| Problem statement |
Edit the listing lines, starting at the line that contains "80, row 54." and stopping after the line that contains "column 215, row 38". Replace "tall bare tree" with "leafless tree", keep everything else unchanged, and write out those lines.

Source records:
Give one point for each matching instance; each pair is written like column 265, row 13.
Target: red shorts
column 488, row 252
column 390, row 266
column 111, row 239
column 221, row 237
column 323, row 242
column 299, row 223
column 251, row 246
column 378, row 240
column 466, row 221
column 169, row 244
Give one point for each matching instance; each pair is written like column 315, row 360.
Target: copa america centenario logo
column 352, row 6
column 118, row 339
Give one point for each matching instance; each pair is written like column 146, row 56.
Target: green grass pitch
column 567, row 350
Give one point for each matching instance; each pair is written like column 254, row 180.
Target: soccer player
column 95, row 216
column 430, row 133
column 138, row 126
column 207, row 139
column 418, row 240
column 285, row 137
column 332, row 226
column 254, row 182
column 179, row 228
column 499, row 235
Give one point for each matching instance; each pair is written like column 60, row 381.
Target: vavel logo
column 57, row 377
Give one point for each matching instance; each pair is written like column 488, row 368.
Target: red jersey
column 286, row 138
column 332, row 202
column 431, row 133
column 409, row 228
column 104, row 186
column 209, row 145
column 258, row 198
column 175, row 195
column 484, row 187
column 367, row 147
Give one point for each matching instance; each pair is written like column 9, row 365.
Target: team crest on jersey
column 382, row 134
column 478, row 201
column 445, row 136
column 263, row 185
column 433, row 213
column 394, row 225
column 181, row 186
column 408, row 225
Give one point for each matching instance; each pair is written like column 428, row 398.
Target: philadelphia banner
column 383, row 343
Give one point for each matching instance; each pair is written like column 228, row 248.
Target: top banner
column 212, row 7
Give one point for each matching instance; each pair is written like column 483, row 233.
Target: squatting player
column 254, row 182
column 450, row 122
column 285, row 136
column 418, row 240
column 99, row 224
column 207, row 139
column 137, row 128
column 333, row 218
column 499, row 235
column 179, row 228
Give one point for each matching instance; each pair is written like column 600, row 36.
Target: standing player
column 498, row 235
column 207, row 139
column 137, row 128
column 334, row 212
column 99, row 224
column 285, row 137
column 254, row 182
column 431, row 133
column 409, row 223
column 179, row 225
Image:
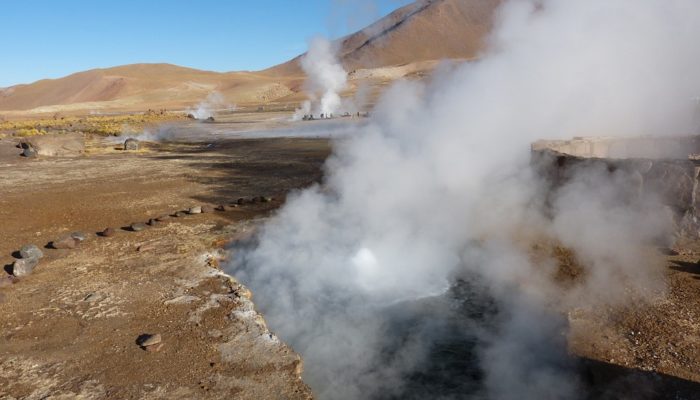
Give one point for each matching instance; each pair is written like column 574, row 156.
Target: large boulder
column 30, row 251
column 24, row 266
column 61, row 145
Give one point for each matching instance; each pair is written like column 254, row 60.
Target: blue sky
column 49, row 39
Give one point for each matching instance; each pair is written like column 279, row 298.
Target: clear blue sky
column 51, row 38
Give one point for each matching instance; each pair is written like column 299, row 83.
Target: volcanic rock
column 7, row 280
column 138, row 226
column 131, row 144
column 150, row 342
column 24, row 266
column 65, row 242
column 29, row 152
column 109, row 232
column 79, row 236
column 30, row 251
column 195, row 210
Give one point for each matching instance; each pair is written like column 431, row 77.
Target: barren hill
column 420, row 32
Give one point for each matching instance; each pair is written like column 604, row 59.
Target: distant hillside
column 424, row 30
column 414, row 34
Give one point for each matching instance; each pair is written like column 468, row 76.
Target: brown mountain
column 412, row 35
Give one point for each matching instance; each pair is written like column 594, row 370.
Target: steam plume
column 206, row 108
column 326, row 78
column 436, row 189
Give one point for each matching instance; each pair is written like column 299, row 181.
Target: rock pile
column 30, row 259
column 131, row 144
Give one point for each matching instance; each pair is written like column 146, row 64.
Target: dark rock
column 138, row 226
column 131, row 144
column 7, row 280
column 29, row 153
column 109, row 232
column 195, row 210
column 146, row 247
column 79, row 236
column 65, row 242
column 30, row 251
column 150, row 342
column 24, row 266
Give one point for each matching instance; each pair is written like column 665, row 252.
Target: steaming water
column 209, row 132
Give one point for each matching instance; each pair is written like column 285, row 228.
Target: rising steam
column 437, row 190
column 207, row 107
column 326, row 78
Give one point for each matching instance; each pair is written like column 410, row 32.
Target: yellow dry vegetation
column 104, row 125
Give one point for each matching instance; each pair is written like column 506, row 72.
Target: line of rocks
column 31, row 254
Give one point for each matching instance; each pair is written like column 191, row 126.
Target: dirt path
column 70, row 329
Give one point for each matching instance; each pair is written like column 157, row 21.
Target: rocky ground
column 75, row 327
column 648, row 348
column 150, row 315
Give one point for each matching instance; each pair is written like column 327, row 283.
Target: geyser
column 359, row 275
column 326, row 78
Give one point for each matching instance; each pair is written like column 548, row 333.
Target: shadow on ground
column 235, row 168
column 607, row 381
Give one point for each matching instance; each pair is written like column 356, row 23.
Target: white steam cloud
column 437, row 189
column 326, row 78
column 213, row 102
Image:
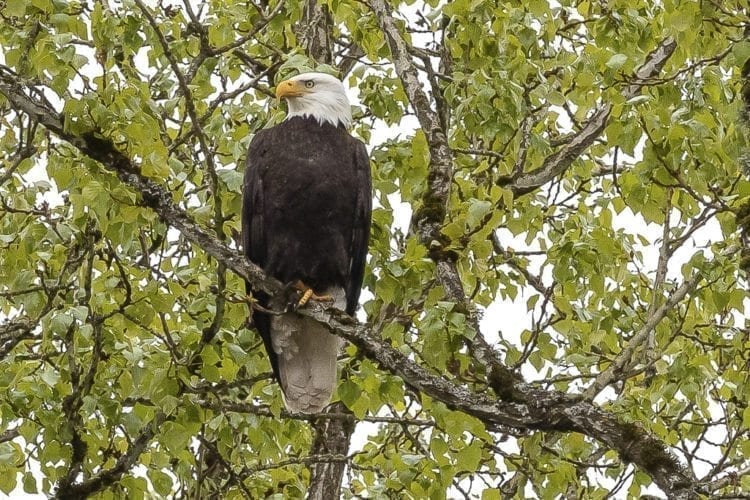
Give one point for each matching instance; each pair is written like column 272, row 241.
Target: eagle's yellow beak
column 290, row 88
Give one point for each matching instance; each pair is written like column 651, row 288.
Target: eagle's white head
column 318, row 95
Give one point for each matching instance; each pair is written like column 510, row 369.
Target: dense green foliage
column 127, row 363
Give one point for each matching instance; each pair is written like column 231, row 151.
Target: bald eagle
column 306, row 221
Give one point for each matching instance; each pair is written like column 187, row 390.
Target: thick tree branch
column 429, row 218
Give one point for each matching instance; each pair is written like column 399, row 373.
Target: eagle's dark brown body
column 306, row 216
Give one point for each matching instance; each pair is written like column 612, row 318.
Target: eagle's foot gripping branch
column 308, row 294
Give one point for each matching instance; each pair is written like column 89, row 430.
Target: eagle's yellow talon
column 305, row 298
column 308, row 294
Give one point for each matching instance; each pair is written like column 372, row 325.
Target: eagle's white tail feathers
column 307, row 355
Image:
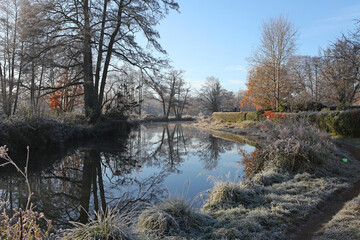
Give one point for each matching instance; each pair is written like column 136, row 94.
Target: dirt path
column 326, row 212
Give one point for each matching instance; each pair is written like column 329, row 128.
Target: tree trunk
column 90, row 99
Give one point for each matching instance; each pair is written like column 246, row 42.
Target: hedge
column 344, row 123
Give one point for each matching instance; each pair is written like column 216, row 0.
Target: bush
column 347, row 123
column 295, row 147
column 252, row 116
column 109, row 224
column 172, row 217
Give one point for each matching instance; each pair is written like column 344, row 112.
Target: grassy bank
column 52, row 134
column 343, row 123
column 294, row 173
column 345, row 224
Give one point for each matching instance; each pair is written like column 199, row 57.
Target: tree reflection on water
column 104, row 175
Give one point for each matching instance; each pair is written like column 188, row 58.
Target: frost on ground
column 345, row 224
column 294, row 172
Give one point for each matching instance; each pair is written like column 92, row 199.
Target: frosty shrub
column 295, row 147
column 172, row 217
column 106, row 225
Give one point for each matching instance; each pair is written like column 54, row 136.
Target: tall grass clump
column 105, row 225
column 172, row 217
column 296, row 147
column 23, row 224
column 228, row 194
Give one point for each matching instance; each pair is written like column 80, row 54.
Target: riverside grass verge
column 345, row 224
column 296, row 170
column 344, row 123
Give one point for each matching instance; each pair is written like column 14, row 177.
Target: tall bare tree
column 278, row 43
column 108, row 29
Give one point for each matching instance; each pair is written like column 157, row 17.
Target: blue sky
column 215, row 38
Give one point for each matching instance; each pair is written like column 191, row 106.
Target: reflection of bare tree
column 166, row 149
column 84, row 181
column 103, row 175
column 210, row 149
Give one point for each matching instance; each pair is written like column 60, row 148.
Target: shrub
column 227, row 194
column 252, row 116
column 295, row 147
column 172, row 217
column 106, row 225
column 347, row 123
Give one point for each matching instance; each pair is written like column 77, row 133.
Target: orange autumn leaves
column 66, row 95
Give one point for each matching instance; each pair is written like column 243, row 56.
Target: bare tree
column 106, row 29
column 278, row 43
column 210, row 94
column 341, row 71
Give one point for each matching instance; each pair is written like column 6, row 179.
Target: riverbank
column 47, row 134
column 296, row 171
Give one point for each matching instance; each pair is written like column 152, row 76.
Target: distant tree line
column 281, row 80
column 47, row 47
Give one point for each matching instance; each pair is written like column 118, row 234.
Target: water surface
column 155, row 161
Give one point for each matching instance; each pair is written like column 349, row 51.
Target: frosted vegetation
column 345, row 224
column 295, row 170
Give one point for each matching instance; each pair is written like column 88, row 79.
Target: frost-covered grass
column 106, row 225
column 296, row 170
column 345, row 224
column 173, row 218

| Complete response |
Give one point for each matching instance; each pair is written like column 80, row 54.
Target: riverside grass verge
column 345, row 224
column 296, row 170
column 344, row 123
Give one point for each matching instance; each pair is written like column 14, row 177.
Target: leafless tree
column 278, row 43
column 108, row 29
Give one point for each matching instance; each pair is written like column 157, row 17.
Target: blue sky
column 215, row 38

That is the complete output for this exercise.